§ **Given exercise**
Edit the lines that run from the one containing "Identify the paved" through the end of the lines, replacing "stone railing" with "stone balustrade" and leaving everything else unchanged.

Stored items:
--
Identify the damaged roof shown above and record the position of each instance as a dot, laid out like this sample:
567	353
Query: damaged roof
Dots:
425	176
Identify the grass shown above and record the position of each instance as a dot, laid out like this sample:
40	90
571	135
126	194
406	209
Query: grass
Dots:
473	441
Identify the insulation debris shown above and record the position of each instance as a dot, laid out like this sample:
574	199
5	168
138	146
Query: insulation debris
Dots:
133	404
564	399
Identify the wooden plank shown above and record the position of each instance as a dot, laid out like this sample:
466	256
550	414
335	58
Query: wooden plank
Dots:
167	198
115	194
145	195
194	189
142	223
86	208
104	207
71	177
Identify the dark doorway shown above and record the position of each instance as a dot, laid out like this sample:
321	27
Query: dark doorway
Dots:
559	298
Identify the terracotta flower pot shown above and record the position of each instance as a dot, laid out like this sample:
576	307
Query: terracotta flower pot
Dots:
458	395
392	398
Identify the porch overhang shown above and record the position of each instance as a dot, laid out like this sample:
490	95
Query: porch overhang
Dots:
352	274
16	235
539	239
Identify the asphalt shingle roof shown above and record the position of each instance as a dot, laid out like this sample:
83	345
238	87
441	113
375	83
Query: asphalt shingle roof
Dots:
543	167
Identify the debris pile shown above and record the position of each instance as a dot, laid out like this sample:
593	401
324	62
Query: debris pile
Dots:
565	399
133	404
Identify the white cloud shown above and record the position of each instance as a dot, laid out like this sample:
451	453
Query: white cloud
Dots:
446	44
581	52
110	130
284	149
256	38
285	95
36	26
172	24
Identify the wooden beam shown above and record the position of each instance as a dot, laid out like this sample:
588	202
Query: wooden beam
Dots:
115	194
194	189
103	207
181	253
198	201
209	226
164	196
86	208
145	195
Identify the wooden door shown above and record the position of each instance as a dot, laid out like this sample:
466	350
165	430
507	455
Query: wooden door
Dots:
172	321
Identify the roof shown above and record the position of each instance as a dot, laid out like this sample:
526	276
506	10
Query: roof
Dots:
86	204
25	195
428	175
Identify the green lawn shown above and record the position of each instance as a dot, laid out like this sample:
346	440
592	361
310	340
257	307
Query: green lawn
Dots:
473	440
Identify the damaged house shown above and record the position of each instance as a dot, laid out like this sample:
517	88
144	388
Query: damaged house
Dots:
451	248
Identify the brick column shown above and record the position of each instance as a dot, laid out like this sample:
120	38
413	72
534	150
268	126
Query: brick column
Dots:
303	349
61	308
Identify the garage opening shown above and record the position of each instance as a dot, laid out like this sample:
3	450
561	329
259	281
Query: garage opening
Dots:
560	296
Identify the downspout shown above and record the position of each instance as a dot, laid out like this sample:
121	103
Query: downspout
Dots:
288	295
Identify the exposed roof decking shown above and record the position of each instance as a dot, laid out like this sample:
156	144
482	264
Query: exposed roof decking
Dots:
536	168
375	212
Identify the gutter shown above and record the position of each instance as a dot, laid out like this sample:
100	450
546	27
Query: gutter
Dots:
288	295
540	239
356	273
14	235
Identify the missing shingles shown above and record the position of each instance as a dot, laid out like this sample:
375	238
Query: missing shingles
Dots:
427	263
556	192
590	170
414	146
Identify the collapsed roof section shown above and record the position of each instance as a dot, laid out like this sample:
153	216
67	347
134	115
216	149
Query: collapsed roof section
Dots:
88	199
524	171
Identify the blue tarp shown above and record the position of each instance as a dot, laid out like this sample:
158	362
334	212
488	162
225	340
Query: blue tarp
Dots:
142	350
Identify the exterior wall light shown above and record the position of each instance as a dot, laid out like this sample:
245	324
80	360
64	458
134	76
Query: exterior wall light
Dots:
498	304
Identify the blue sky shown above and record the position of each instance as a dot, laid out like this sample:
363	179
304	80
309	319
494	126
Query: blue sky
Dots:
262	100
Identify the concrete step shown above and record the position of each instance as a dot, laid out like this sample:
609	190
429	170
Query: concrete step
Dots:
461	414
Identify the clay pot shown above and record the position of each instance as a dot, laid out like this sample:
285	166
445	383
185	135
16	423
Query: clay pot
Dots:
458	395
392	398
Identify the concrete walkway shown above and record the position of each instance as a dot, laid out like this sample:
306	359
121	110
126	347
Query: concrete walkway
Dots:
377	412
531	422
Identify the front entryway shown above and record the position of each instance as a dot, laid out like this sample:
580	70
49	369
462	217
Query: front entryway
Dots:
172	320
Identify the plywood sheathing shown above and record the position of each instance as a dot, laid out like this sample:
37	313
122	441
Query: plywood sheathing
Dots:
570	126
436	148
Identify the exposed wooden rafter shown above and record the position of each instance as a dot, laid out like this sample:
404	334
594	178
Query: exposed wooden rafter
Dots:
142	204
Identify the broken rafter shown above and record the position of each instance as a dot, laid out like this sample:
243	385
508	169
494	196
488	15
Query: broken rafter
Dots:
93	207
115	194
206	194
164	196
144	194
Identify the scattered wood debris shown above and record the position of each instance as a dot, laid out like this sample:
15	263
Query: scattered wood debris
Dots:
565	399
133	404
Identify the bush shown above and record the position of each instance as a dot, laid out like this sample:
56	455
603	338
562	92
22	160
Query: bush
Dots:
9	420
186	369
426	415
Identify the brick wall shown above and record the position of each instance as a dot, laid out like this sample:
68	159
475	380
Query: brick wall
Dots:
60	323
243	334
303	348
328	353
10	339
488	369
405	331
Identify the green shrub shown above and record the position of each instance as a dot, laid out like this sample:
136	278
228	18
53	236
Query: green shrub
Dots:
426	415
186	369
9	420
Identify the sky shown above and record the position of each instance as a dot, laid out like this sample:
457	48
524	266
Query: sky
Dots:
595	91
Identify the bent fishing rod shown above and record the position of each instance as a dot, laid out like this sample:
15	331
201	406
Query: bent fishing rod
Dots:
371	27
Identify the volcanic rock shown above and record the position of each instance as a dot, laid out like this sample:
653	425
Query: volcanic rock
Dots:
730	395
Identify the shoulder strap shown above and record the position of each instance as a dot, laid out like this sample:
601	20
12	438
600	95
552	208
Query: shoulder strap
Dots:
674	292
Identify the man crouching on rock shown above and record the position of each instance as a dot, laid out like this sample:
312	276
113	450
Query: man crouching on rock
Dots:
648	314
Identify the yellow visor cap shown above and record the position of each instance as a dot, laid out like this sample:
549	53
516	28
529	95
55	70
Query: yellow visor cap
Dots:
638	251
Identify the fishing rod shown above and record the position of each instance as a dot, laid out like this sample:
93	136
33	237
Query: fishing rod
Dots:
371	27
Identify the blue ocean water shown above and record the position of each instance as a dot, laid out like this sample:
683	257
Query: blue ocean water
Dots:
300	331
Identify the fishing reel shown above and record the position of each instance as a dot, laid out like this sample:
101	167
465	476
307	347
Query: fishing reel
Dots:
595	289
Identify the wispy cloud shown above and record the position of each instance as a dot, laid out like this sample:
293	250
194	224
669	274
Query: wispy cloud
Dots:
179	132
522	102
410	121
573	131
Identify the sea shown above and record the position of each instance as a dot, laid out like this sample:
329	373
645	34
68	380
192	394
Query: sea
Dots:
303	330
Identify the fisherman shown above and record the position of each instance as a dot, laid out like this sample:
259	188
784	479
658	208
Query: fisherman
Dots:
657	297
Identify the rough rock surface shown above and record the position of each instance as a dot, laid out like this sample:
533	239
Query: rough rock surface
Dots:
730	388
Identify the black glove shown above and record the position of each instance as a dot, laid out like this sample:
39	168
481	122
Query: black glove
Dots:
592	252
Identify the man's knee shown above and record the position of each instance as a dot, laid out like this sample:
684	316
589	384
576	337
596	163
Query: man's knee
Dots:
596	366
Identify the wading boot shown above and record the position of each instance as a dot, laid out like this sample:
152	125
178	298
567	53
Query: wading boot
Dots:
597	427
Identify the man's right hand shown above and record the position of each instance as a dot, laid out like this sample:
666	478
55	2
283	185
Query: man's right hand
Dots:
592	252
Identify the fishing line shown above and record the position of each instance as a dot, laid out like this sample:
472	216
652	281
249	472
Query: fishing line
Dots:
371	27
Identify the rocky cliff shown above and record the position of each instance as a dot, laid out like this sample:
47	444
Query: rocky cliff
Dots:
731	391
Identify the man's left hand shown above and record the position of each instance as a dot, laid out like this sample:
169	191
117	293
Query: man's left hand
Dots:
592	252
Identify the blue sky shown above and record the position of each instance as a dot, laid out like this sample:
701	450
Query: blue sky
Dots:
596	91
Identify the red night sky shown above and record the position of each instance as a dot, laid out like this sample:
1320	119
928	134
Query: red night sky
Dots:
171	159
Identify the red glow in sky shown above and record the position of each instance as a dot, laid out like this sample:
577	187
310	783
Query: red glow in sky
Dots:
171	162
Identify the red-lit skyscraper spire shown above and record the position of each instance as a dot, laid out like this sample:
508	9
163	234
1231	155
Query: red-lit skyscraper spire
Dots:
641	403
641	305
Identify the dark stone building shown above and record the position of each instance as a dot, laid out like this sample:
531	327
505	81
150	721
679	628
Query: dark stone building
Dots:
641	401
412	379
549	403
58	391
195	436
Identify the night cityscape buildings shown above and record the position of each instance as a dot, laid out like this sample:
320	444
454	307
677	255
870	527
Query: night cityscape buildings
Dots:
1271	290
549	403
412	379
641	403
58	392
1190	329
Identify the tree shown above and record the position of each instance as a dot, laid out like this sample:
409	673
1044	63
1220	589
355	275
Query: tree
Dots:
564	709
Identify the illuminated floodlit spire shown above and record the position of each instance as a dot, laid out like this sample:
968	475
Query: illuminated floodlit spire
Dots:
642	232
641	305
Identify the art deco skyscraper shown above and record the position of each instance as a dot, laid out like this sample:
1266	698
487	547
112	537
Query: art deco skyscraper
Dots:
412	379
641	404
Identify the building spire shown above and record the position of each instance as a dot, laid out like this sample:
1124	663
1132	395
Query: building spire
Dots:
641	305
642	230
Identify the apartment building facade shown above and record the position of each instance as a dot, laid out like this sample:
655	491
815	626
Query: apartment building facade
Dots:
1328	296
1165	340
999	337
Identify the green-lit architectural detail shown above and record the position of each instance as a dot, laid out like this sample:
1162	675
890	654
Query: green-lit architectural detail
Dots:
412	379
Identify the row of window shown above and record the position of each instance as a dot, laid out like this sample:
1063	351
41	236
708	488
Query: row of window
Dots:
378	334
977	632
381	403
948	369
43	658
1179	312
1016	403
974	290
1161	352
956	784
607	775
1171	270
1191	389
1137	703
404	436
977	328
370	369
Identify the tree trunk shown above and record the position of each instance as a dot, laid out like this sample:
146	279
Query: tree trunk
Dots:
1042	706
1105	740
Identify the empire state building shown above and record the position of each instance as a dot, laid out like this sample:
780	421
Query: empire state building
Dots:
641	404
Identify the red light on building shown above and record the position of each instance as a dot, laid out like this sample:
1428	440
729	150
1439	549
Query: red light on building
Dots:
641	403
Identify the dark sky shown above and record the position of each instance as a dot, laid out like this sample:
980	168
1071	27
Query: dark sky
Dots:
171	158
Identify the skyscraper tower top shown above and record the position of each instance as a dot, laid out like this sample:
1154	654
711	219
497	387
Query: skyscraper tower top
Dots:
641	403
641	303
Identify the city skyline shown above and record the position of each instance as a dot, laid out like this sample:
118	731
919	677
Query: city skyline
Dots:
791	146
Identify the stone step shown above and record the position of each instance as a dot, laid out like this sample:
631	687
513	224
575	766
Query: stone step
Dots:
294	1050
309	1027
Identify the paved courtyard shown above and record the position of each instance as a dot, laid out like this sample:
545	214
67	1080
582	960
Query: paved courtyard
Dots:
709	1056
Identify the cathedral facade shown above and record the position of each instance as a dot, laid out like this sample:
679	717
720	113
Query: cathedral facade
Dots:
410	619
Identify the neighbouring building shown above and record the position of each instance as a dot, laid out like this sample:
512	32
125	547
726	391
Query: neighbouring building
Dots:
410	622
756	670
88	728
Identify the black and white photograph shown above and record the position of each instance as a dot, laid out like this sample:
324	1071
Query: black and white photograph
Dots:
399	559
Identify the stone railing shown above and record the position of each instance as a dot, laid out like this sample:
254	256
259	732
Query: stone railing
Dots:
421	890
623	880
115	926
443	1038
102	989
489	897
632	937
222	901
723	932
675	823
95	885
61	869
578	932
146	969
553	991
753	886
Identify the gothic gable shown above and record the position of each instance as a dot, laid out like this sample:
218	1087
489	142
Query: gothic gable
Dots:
--
§ **Output of the task**
Identify the paved courtyard shown above and record the position of each instance as a dot, laid out like this sample:
545	214
67	1080
582	960
Query: paved courtyard
Dots:
709	1056
Identify the cathedral facade shown above and record the position of each instance as a dot, laid out like this sample:
679	717
720	113
Query: cathedral facade
Dots:
410	619
Identify the neighbouring building shown above and record the position of each instance as a dot, laid out like this sample:
512	32
125	547
726	391
Query: neighbouring building
Dots:
410	622
756	670
88	728
Identify the black and white photograph shown above and record the position of each instance as a dot, laid out like this sample:
324	1071
Query: black and white photograph
Dots:
399	559
Identify the stone balustrade shown above and record the position of each instance as a dot, laid out like this sample:
254	256
259	732
Query: stone balustrade
Dots:
421	890
623	880
115	926
443	1038
102	989
489	897
632	937
222	901
723	932
675	823
95	885
61	869
578	932
146	969
553	991
753	886
Identify the gothic gable shown above and record the position of each instance as a dot, laid out like this sample:
218	1087
489	142
Query: gothic gable
Dots:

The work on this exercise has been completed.